(Region pointing data)

*** Block opens ***

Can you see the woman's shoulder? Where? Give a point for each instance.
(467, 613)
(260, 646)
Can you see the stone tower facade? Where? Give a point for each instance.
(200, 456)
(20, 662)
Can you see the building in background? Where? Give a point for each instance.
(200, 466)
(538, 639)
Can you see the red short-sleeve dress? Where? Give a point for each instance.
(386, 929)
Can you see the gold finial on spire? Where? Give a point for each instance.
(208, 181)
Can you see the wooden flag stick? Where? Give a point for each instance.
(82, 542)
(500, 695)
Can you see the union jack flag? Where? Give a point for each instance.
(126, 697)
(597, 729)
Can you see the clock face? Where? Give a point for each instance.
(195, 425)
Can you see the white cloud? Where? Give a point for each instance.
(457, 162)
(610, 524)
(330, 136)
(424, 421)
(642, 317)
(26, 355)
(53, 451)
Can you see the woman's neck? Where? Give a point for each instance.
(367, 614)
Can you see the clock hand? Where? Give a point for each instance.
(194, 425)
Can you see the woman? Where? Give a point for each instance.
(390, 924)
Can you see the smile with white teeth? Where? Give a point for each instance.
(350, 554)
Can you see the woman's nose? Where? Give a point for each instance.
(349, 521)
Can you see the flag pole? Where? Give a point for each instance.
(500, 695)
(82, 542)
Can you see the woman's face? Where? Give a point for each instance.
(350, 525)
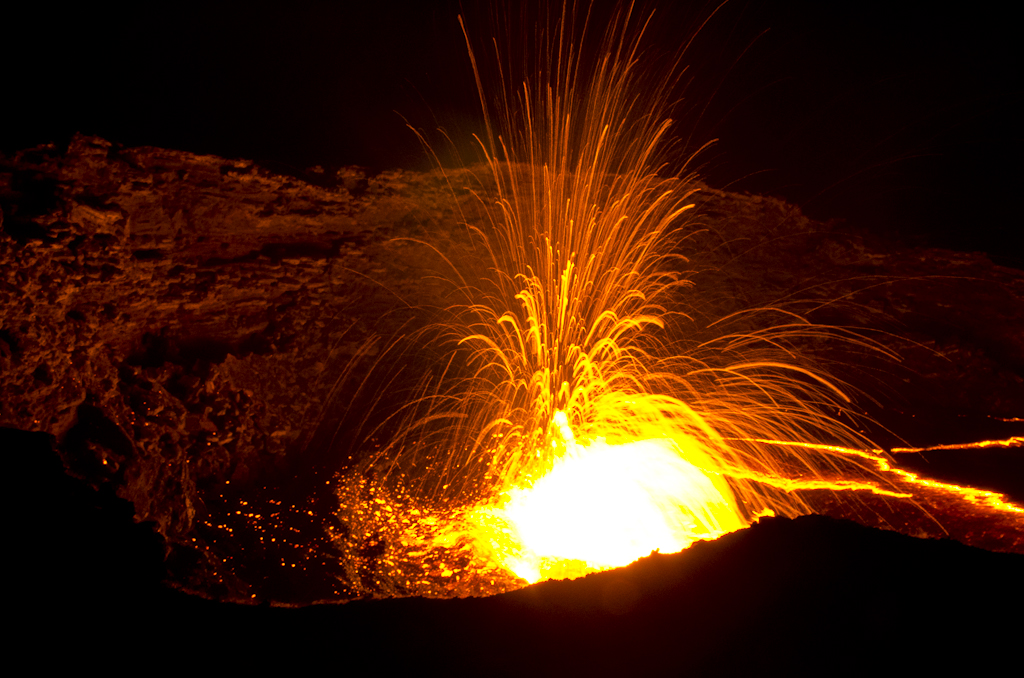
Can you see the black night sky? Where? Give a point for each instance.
(900, 117)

*** Block closes ***

■ **Action item**
All records above are to be repeated exactly, with the images left out.

■ **Exercise result**
Can you see the woman's shoulder? Where? Give a point for each instance.
(467, 613)
(260, 646)
Can you see the stone tower facade? Where? Give a point for each instance.
(200, 456)
(20, 662)
Can you see the building in background? Where? Give a point for each instance.
(200, 466)
(538, 639)
Can you see the red short-sleeve dress? Where? Give a point for each instance.
(386, 929)
Can you see the gold finial on spire? Where? Give a point for each instance.
(208, 181)
Can you see the wooden flag stick? Where? Give a point for each instance.
(82, 542)
(500, 695)
Can you see the union jack flag? Where? Give a point for each instance.
(126, 697)
(597, 729)
Can you see the clock face? Where? Give a point for each instance.
(195, 425)
Can you see the white cloud? Where? Give a point for each instance.
(457, 162)
(610, 524)
(330, 136)
(424, 421)
(642, 317)
(26, 355)
(53, 451)
Can you see the woman's neck? Where? Give a point for each instance.
(367, 614)
Can you see the clock hand? Where? Give a point for each instance.
(194, 425)
Can you see the woman? Where? Give a point for each instance.
(390, 924)
Can you see the smile with white teeth? Where? Give a point for each instance.
(350, 554)
Can you see the woman's nose? Where? Give a point for each instance.
(349, 521)
Can you see the flag pole? Where? Give a point for each instance.
(500, 695)
(82, 542)
Can you see the woman's face? Where? Give a point for each instance.
(350, 525)
Can you see the black night sky? Where? Give a point for each instance.
(900, 117)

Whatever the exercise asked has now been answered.